**Information provided:**
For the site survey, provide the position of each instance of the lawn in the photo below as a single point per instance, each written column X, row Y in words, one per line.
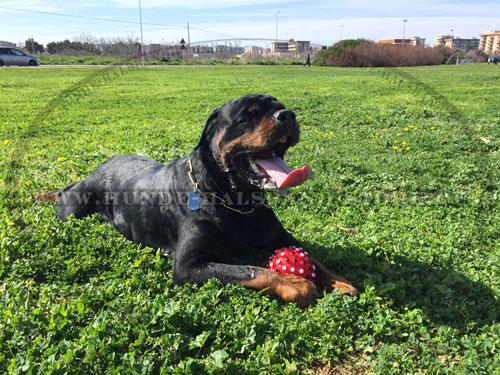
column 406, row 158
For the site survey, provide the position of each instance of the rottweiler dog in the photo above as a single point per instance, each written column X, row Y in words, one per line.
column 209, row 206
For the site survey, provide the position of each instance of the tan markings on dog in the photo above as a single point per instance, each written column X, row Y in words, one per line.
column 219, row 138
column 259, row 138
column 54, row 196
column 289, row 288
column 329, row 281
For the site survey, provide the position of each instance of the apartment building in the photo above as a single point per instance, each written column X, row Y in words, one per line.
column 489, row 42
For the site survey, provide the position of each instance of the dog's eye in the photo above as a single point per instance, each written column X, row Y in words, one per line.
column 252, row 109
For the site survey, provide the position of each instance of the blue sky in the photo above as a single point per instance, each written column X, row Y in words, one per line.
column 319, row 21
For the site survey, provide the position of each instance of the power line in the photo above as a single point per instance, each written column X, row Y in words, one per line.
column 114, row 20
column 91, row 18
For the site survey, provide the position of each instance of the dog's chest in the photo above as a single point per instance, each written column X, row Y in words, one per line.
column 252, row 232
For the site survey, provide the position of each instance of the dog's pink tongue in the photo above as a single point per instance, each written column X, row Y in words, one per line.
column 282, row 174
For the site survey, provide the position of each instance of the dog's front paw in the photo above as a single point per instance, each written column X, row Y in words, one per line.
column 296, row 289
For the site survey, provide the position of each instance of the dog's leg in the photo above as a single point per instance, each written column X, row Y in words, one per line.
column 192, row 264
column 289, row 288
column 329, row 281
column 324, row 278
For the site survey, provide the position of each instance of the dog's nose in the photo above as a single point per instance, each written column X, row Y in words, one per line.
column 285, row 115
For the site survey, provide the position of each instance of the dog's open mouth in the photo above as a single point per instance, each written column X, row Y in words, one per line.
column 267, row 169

**Aim:**
Copy word for word everything from the row that contains "the dog's nose" down to the last of the rows.

**Completed exercise:**
For the site survey, provide the position of each instance of the dog's nose in the photo above as a single point per instance, each written column X, row Y in words, one per line.
column 285, row 115
For the site survey, provide the position of each instance of the dog's open mouth in the photo above as a single point per instance, each written column X, row Y in words, one per line.
column 267, row 169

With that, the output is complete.